◆ Task brief:
Reproduce all of the data below, swapping each "keypoint" for "marker" and leaving everything else as it is.

◆ Given information:
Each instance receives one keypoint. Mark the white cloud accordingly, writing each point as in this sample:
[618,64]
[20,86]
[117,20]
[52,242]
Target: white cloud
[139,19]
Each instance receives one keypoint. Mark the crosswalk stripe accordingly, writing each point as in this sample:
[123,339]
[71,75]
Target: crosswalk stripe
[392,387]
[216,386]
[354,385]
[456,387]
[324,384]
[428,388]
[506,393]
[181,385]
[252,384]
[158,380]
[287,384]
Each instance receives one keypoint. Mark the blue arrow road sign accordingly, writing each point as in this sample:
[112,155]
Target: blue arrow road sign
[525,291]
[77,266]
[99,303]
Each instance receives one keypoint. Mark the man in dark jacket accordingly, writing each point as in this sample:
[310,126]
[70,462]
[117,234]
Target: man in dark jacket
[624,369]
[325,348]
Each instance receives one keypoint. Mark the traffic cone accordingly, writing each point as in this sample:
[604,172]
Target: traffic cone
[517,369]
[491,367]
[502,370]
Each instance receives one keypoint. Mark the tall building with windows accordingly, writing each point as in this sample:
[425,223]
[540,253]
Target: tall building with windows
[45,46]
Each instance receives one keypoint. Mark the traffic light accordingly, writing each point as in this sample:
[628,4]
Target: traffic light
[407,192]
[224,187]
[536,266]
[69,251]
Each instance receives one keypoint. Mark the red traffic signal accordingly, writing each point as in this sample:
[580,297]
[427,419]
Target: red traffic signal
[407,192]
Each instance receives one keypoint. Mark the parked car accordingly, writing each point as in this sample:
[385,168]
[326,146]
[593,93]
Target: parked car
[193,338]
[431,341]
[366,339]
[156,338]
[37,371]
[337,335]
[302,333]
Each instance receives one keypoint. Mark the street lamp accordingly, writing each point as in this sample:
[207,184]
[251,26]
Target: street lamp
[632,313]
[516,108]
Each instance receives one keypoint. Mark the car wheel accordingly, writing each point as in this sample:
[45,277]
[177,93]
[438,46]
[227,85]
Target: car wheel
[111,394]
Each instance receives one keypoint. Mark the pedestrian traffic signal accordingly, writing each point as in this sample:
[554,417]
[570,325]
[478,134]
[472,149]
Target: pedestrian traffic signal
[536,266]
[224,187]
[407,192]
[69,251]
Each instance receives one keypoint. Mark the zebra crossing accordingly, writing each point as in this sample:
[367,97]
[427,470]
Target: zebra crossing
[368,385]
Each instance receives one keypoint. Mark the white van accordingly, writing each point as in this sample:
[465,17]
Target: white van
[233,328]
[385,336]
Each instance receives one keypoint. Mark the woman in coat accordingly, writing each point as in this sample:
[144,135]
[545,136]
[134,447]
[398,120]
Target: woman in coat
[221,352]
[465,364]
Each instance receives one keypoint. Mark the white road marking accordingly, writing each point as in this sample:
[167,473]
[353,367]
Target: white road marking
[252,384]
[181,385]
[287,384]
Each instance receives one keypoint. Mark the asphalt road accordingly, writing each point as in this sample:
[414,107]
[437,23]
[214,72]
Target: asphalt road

◆ Answer:
Each instance receives one marker. Mark the white cloud accordingly, writing each point as in this sample:
[618,64]
[20,86]
[117,20]
[52,242]
Target: white cloud
[139,19]
Each instance receives one marker. Mark the crosswalk stripe accordingly, writing each point as in this sample:
[123,339]
[71,75]
Target: crosswalk stripe
[392,387]
[216,386]
[354,385]
[456,387]
[324,384]
[428,388]
[506,393]
[181,385]
[252,384]
[158,380]
[287,384]
Each instance receives one marker. Mark the blue arrow road sign accordingly, writing each point as in this sample:
[112,155]
Target: blue arrow road sign
[525,291]
[77,266]
[99,303]
Each instance receives one marker. Mark the man in dark jacket accordingly, writing each point as in this sample:
[310,126]
[70,462]
[117,234]
Target: man in dark jacket
[624,369]
[325,348]
Each instance receives one marker. Mark the traffic cone accordingly, writing each point as in this sample:
[604,172]
Target: traffic cone
[517,369]
[491,367]
[502,370]
Each instance receives one marker. Mark the tall building with windows accordingly, writing each point as in this sample:
[425,223]
[540,253]
Target: tall building with windows
[45,46]
Each instance receives one marker. Mark the traffic light accordingly, writing each point as in this sample:
[628,4]
Target: traffic light
[407,192]
[224,187]
[536,266]
[69,251]
Each instance receives one marker. Mark the red traffic signal accordingly, writing each point as in this sample:
[580,297]
[427,419]
Target: red traffic signal
[407,192]
Each instance receives one marker. Mark the parked car accordingly, writing each point as in this sample:
[385,168]
[326,146]
[593,93]
Target: parked car
[193,338]
[431,341]
[366,339]
[156,338]
[37,371]
[337,335]
[302,333]
Each instance receives one marker. Mark the street lamp accordingly, writing each point as in this sample:
[207,184]
[251,26]
Target: street lamp
[632,313]
[516,108]
Each instance receives one marker. Mark the car wheel accordingly, writing each point as in this sample:
[45,277]
[177,93]
[438,46]
[227,85]
Target: car wheel
[111,394]
Each instance receives one marker. Mark the pedestrian traffic signal accordingly, writing each point as in this sample:
[554,417]
[570,325]
[478,134]
[472,149]
Target: pedestrian traffic signal
[536,266]
[224,187]
[407,192]
[69,251]
Each instance receives one marker. Mark the zebra crossing accordingly, writing each point as in this sample:
[367,97]
[427,470]
Target: zebra crossing
[368,385]
Each instance receives one marker. Mark the white van accordingly, writing each point as in this sample:
[465,17]
Target: white van
[233,328]
[385,336]
Each instance receives one marker. Mark the woman in coat accordingly, writing each point as in this sample:
[144,135]
[545,136]
[134,447]
[398,120]
Target: woman in coat
[221,352]
[465,364]
Each instance receives one marker. Mark the white road marking accordingly, writing each point as in this sample:
[167,473]
[353,367]
Target: white road marking
[252,384]
[181,385]
[287,384]
Each instance receives one marker. Mark the asphalt road accordingly, writing each point as in this sample:
[414,107]
[437,23]
[214,72]
Target: asphalt road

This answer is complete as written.